Vendanges 2013


Les vendanges du millésime 2013 sont pratiquement partout terminées à la date du 20 octobre et il y a peu d’espoir pour que le peu de raisin qui reste sur pied s’améliore. L’année restera dans les mémoires comme l’une des plus difficiles de ce nouveau millénaire, mais sans doute encore plus surprenante que difficile. Un printemps extrêmement froid et pluvieux a retardé la floraison et surtout l’a étalée sur plus de quinze jours partout en France, sauf en Roussillon. Cet étalement sera le cauchemar de tous les vignerons. Chaque pied de vigne, chaque grappe de raisin contiendra jusqu’aux vendanges plusieurs niveaux de maturité de raisin obligeant tous les producteurs sérieux à un tri minutieux et fatigant de toute la récolte. Heureusement, l’été (juillet et août) fut l’un des plus chauds et des plus lumineux des trente dernières années et, même si ces six splendides semaines n’ont pas permis de rattraper le retard de la floraison, elles ont certainement donné du goût et de la densité au raisin. Un été indien comme celui de 2010 aurait certainement donné naissance à un très grand millésime. Hélas, du 15 septembre au 15 octobre sur toute une moitié de la France, de très nombreuses averses se sont déversées du Pays basque jusqu’en Alsace en traversant la France, épargnant un peu toutefois la Champagne et Chablis. Un grand nombre d’hectares de vignes furent sévèrement ravagés en juillet par la grêle en Aquitaine (dans l’Entre-deux-mers et à Bergerac), en Touraine (Vouvray et Montlouis), en Bourgogne (Volnay, Pommard, Beaune, Savigny, Pernand-Vergelesses) et dans quelques secteurs de la Champagne, du Jura, du Beaujolais. Pour les vignerons concernés, c’est une véritable tragédie, trop peu d’entre eux ayant une trésorerie suffisante pour souscrire une assurance contre la grêle.

-=-=-=-=-

- Tâche à réaliser -
Dans le texte sur les vendanges 2013, traduisez en anglais, s'il vous plaît, la phrase « Un été indien comme celui de 2010 aurait certainement donné naissance à un très grand millésime. »

-=-=-=-=-

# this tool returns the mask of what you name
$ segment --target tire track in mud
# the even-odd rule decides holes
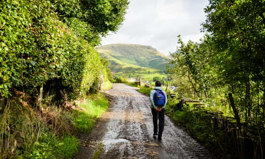
[[[125,84],[113,84],[113,88],[106,91],[113,99],[99,120],[101,126],[80,137],[82,146],[77,158],[91,158],[100,142],[105,149],[102,158],[214,158],[166,116],[162,141],[153,138],[149,97]]]

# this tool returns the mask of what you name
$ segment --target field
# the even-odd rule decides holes
[[[141,76],[151,80],[166,78],[168,57],[150,46],[116,44],[97,48],[101,56],[110,62],[113,76]]]

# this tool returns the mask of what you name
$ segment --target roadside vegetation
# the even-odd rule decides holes
[[[94,48],[118,29],[128,4],[0,2],[0,158],[71,158],[78,152],[75,135],[90,132],[108,107],[98,93],[100,77],[106,89],[113,81]]]
[[[173,100],[168,113],[223,158],[264,158],[264,9],[261,1],[211,1],[202,29],[211,34],[187,43],[180,35],[171,55],[178,95],[205,105]]]

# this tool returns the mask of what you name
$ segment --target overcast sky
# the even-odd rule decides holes
[[[150,45],[168,54],[176,51],[178,35],[185,42],[202,37],[200,24],[208,4],[208,0],[131,0],[123,25],[102,43]]]

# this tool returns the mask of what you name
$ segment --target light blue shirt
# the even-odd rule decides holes
[[[166,103],[165,103],[165,105],[162,107],[162,109],[165,109],[165,108],[166,107],[166,103],[167,103],[167,98],[166,97],[166,92],[163,91],[163,89],[162,89],[162,88],[161,88],[161,87],[156,87],[154,89],[162,91],[163,92],[163,93],[165,94],[165,97],[166,97]],[[151,107],[154,108],[156,109],[156,108],[157,108],[157,107],[155,105],[153,100],[154,95],[155,95],[155,91],[156,90],[155,89],[153,89],[151,91],[151,92],[150,93],[150,101],[151,101],[151,103],[152,104],[151,105]]]

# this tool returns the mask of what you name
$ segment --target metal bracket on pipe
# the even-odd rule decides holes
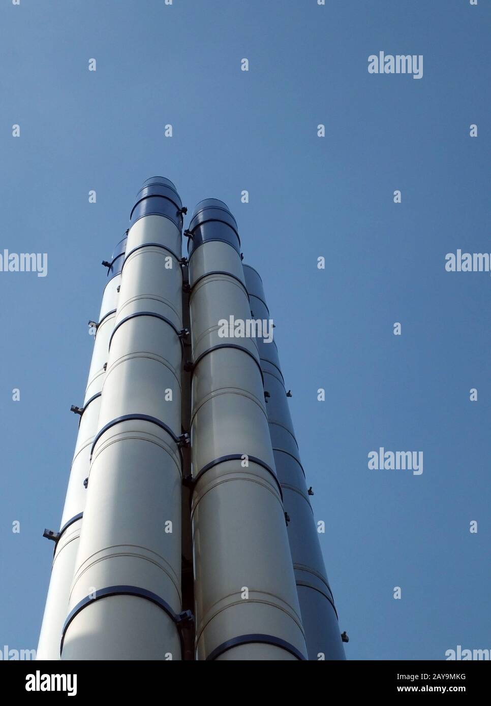
[[[191,611],[182,611],[175,617],[175,623],[179,628],[190,628],[194,624],[194,616]]]
[[[55,530],[45,530],[42,536],[47,539],[52,539],[53,542],[58,542],[60,533]]]
[[[191,490],[193,489],[196,484],[194,482],[194,479],[193,478],[191,474],[189,474],[188,476],[182,477],[182,484],[186,488],[191,488]]]
[[[180,436],[177,437],[177,445],[179,448],[182,448],[183,446],[189,445],[189,435],[187,433],[181,434]]]

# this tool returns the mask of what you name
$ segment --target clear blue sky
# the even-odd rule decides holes
[[[490,23],[487,0],[2,0],[0,253],[48,275],[0,273],[0,647],[37,646],[100,262],[157,174],[190,212],[225,201],[262,275],[348,658],[491,647],[491,278],[444,270],[491,252]],[[423,78],[369,74],[379,51]],[[422,474],[369,470],[379,446]]]

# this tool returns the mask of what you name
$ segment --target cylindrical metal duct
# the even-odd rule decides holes
[[[270,319],[263,283],[249,265],[244,273],[254,318]],[[305,631],[309,659],[345,659],[334,599],[326,575],[319,535],[305,483],[280,367],[273,341],[258,339],[275,464],[288,515],[288,539]]]
[[[207,199],[189,233],[196,659],[304,659],[257,345],[219,333],[250,319],[237,224]]]
[[[181,232],[167,179],[131,212],[63,659],[179,659]]]
[[[94,341],[92,363],[81,411],[78,435],[70,471],[65,505],[58,532],[41,626],[37,659],[59,659],[59,643],[69,606],[70,586],[75,570],[87,491],[83,481],[88,476],[90,447],[97,430],[101,390],[105,376],[109,340],[114,325],[118,287],[124,257],[126,236],[118,243],[109,267],[100,314]]]

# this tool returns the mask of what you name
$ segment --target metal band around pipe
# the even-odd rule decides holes
[[[101,588],[97,590],[93,598],[90,596],[86,596],[85,598],[83,598],[73,609],[70,611],[65,621],[65,624],[63,626],[61,632],[61,641],[59,646],[60,654],[63,650],[65,634],[73,618],[90,603],[99,601],[101,598],[107,598],[110,596],[137,596],[138,598],[144,598],[147,601],[154,603],[159,608],[161,608],[167,613],[174,623],[178,623],[179,621],[179,616],[174,612],[169,604],[163,598],[158,596],[156,593],[153,593],[152,591],[148,591],[146,589],[141,588],[139,586],[108,586],[107,588]]]
[[[275,480],[275,483],[278,486],[278,489],[280,493],[280,496],[283,502],[283,493],[281,490],[281,486],[280,485],[280,481],[278,481],[276,477],[276,474],[271,467],[271,466],[268,466],[267,463],[265,463],[264,461],[261,461],[260,458],[257,458],[256,456],[249,456],[247,455],[247,454],[244,453],[229,453],[226,456],[220,456],[220,458],[215,458],[214,461],[210,461],[210,462],[207,463],[206,466],[203,466],[203,468],[201,468],[201,470],[198,472],[195,477],[193,478],[194,484],[196,485],[199,479],[203,475],[204,475],[206,471],[209,471],[211,469],[214,468],[215,466],[218,466],[220,463],[225,463],[225,461],[242,460],[243,456],[247,456],[247,460],[249,461],[250,461],[252,463],[255,463],[258,466],[261,466],[261,468],[264,468],[266,471],[268,472],[268,473],[269,473],[271,476],[273,476]]]
[[[112,333],[111,334],[111,337],[109,340],[108,351],[111,349],[111,342],[112,342],[112,337],[116,333],[118,328],[119,328],[120,326],[122,326],[124,323],[126,323],[126,321],[129,321],[131,318],[136,318],[137,316],[153,316],[155,318],[160,318],[161,321],[164,321],[165,323],[168,323],[169,325],[171,327],[171,328],[173,328],[174,330],[176,332],[176,333],[179,336],[179,340],[181,341],[181,344],[182,344],[182,340],[181,338],[182,332],[177,330],[177,328],[172,323],[170,319],[167,318],[166,316],[162,316],[161,313],[156,313],[155,311],[136,311],[134,313],[131,313],[129,316],[125,316],[124,318],[122,318],[121,321],[119,321],[119,323],[116,326],[114,326]]]
[[[296,657],[297,659],[300,659],[302,662],[307,661],[307,657],[302,654],[300,650],[297,650],[294,645],[290,642],[287,642],[286,640],[281,640],[280,638],[275,638],[273,635],[254,633],[252,635],[239,635],[232,640],[227,640],[226,642],[222,642],[213,652],[210,652],[206,661],[211,662],[213,659],[216,659],[219,655],[223,654],[227,650],[232,650],[232,647],[237,647],[239,645],[250,645],[253,642],[262,642],[264,645],[274,645],[277,647],[281,647],[282,650],[286,650],[287,652]]]

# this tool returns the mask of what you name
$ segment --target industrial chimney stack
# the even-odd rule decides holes
[[[37,659],[344,659],[261,278],[186,213],[148,179],[105,263]]]

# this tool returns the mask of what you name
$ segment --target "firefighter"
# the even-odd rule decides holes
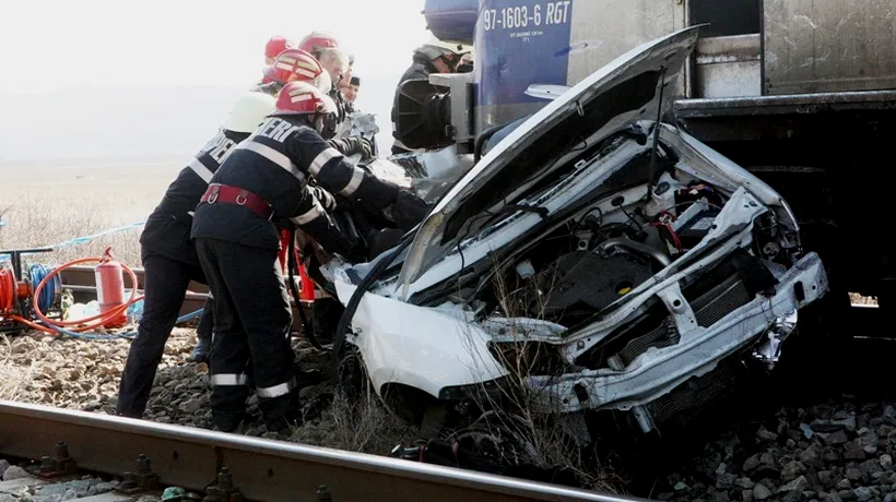
[[[302,53],[293,53],[297,51]],[[310,55],[287,49],[275,59],[268,74],[272,84],[303,80],[320,88],[330,88],[329,75]],[[261,92],[247,92],[236,104],[217,135],[197,154],[168,187],[162,203],[146,220],[141,235],[143,267],[146,271],[146,297],[138,336],[131,344],[119,384],[118,414],[140,418],[146,407],[155,371],[174,326],[189,280],[205,284],[202,268],[190,241],[192,213],[209,180],[233,146],[250,133],[274,110],[275,98]],[[155,271],[155,272],[154,272]],[[207,301],[197,327],[199,343],[190,360],[207,361],[213,330],[213,295]]]
[[[432,73],[455,73],[458,71],[459,65],[465,60],[469,60],[469,57],[465,58],[465,56],[471,51],[472,48],[469,46],[441,41],[435,37],[414,50],[413,63],[411,68],[401,75],[398,88],[396,88],[394,99],[392,100],[392,136],[394,138],[392,155],[425,152],[425,148],[409,148],[399,141],[394,132],[398,122],[398,100],[401,84],[409,80],[428,80]]]
[[[355,109],[355,100],[357,99],[357,92],[361,87],[361,79],[355,75],[352,75],[347,82],[342,85],[342,95],[345,96],[345,100],[352,106],[352,109]]]
[[[219,430],[240,427],[250,383],[268,430],[302,420],[275,222],[288,219],[350,262],[364,260],[364,250],[310,194],[308,179],[393,214],[411,213],[416,220],[425,214],[417,198],[346,163],[325,141],[325,119],[334,112],[332,99],[317,87],[286,84],[275,111],[234,148],[197,206],[191,235],[215,297],[211,404]]]
[[[162,202],[146,218],[140,236],[145,271],[143,315],[121,373],[117,414],[141,418],[146,408],[165,343],[177,320],[190,280],[205,284],[196,248],[190,242],[192,214],[222,159],[258,127],[274,98],[250,93],[237,103],[221,130],[168,186]],[[204,360],[211,342],[213,295],[205,302],[192,359]]]
[[[280,52],[263,71],[264,80],[251,91],[276,97],[276,93],[295,80],[309,81],[321,89],[332,87],[330,73],[323,71],[320,62],[305,50],[290,48]]]

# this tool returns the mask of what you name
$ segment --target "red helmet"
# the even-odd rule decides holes
[[[302,49],[286,49],[276,57],[274,62],[264,69],[264,79],[279,84],[294,81],[305,81],[329,89],[332,83],[330,75],[314,56]]]
[[[329,32],[311,32],[298,44],[299,49],[311,53],[317,53],[320,49],[337,47],[339,47],[339,39]]]
[[[308,82],[290,82],[276,95],[271,115],[334,113],[335,103]]]
[[[268,44],[264,45],[264,59],[268,61],[268,64],[276,58],[280,52],[283,52],[286,49],[292,49],[296,46],[294,40],[290,38],[274,35],[269,40]]]

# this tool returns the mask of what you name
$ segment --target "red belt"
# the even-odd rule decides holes
[[[261,199],[248,190],[231,187],[228,184],[209,184],[209,189],[205,190],[204,194],[202,194],[201,201],[208,202],[209,204],[223,202],[224,204],[246,206],[251,210],[252,213],[261,216],[262,219],[271,219],[271,216],[274,213],[271,204],[268,204],[264,199]]]

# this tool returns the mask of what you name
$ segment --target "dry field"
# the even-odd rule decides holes
[[[23,164],[2,166],[0,249],[39,248],[142,222],[155,207],[185,159],[145,163]],[[107,246],[121,261],[140,266],[140,228],[68,247],[35,262],[57,264],[98,256]]]

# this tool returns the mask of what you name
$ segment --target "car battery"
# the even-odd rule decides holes
[[[686,220],[675,222],[673,230],[679,236],[683,249],[691,249],[697,246],[716,223],[716,217],[720,211],[714,207],[706,207],[689,215]]]

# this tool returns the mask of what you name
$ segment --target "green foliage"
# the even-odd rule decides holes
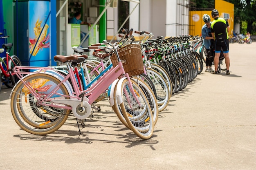
[[[214,0],[191,0],[194,11],[212,10],[214,8]]]

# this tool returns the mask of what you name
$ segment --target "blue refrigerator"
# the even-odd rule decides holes
[[[49,0],[13,2],[15,53],[23,66],[48,66],[51,60]]]

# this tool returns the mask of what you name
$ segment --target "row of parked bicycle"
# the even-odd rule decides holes
[[[31,134],[46,135],[72,113],[84,126],[92,109],[101,111],[100,103],[95,104],[106,98],[126,126],[141,139],[150,138],[172,94],[203,70],[203,57],[195,50],[202,49],[202,40],[189,35],[154,39],[147,31],[121,31],[113,44],[75,46],[78,54],[54,56],[58,66],[14,67],[11,79],[19,81],[12,90],[11,109],[17,124]],[[134,42],[134,33],[143,38]],[[90,49],[94,56],[83,54]]]

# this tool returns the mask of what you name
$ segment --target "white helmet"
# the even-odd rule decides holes
[[[203,20],[204,22],[208,22],[211,21],[211,18],[208,14],[204,14],[203,16]]]

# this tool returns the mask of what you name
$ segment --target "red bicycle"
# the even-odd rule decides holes
[[[0,33],[0,35],[2,35]],[[0,37],[0,38],[7,38],[9,36]],[[3,83],[8,88],[13,88],[19,80],[13,71],[15,66],[21,66],[21,62],[16,55],[9,55],[9,52],[13,43],[3,44],[2,48],[0,49],[0,53],[5,52],[6,57],[0,57],[0,91]]]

-=-=-=-=-

- Corrigé -
An Indian summer like that of 2010 would certainly have given rise to a very great vintage.